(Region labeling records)
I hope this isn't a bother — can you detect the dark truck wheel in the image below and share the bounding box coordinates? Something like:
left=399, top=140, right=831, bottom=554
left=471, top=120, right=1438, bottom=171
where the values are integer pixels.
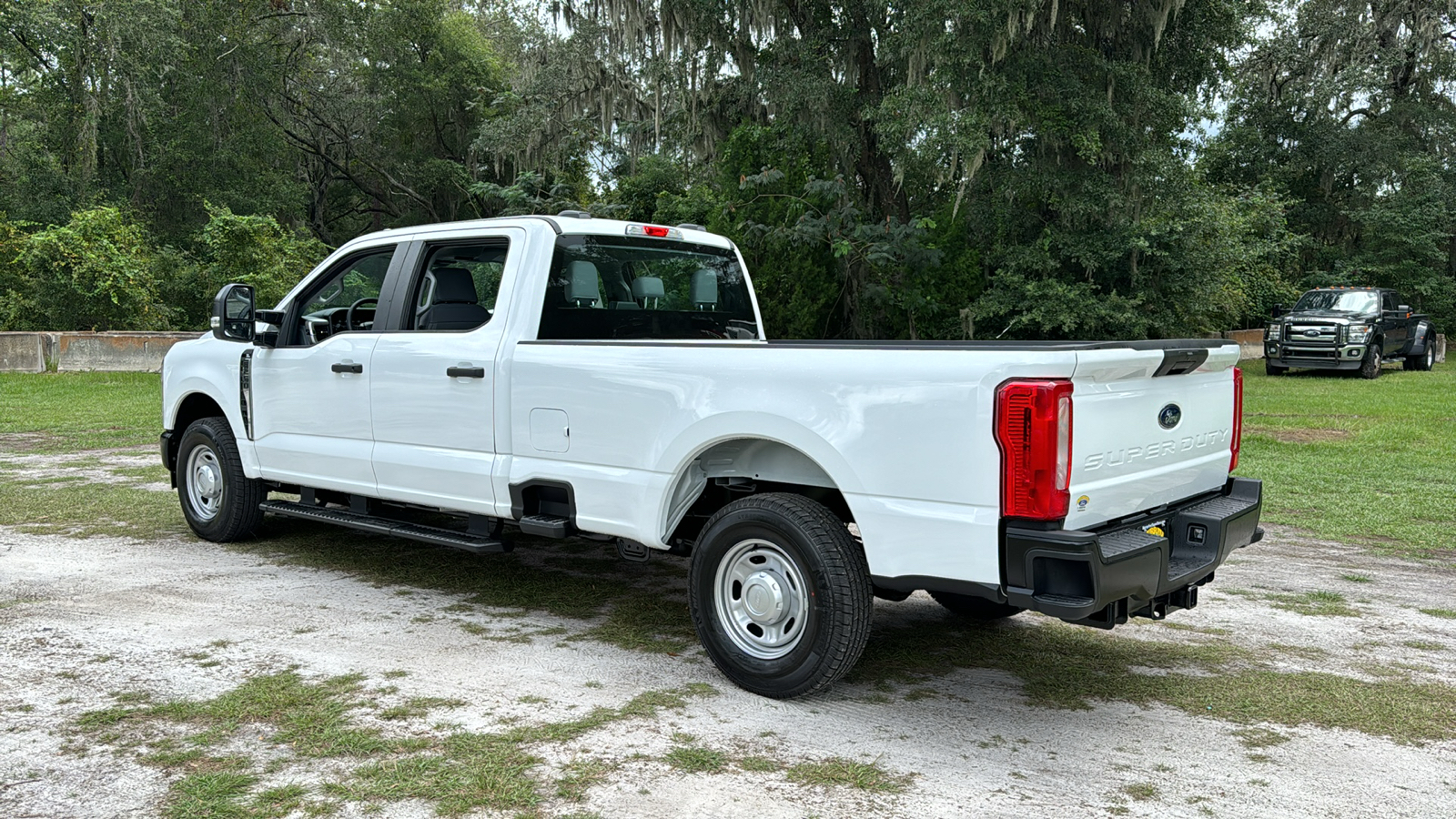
left=930, top=592, right=1026, bottom=621
left=177, top=419, right=268, bottom=543
left=687, top=492, right=874, bottom=700
left=1405, top=341, right=1436, bottom=373
left=1360, top=339, right=1380, bottom=379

BRIEF. Revise the material by replacing "truck" with "van" and leaving everything else unchanged. Omit the pictures from your answer.

EXERCISE OUTPUT.
I hope this isn't a bother — can you detect the dark van wheel in the image below and share the bounding box coordinates? Something like:
left=399, top=140, right=831, bottom=554
left=471, top=120, right=1438, bottom=171
where the values are integer pixels.
left=930, top=592, right=1026, bottom=621
left=177, top=419, right=268, bottom=543
left=687, top=492, right=874, bottom=700
left=1405, top=341, right=1436, bottom=373
left=1360, top=339, right=1380, bottom=379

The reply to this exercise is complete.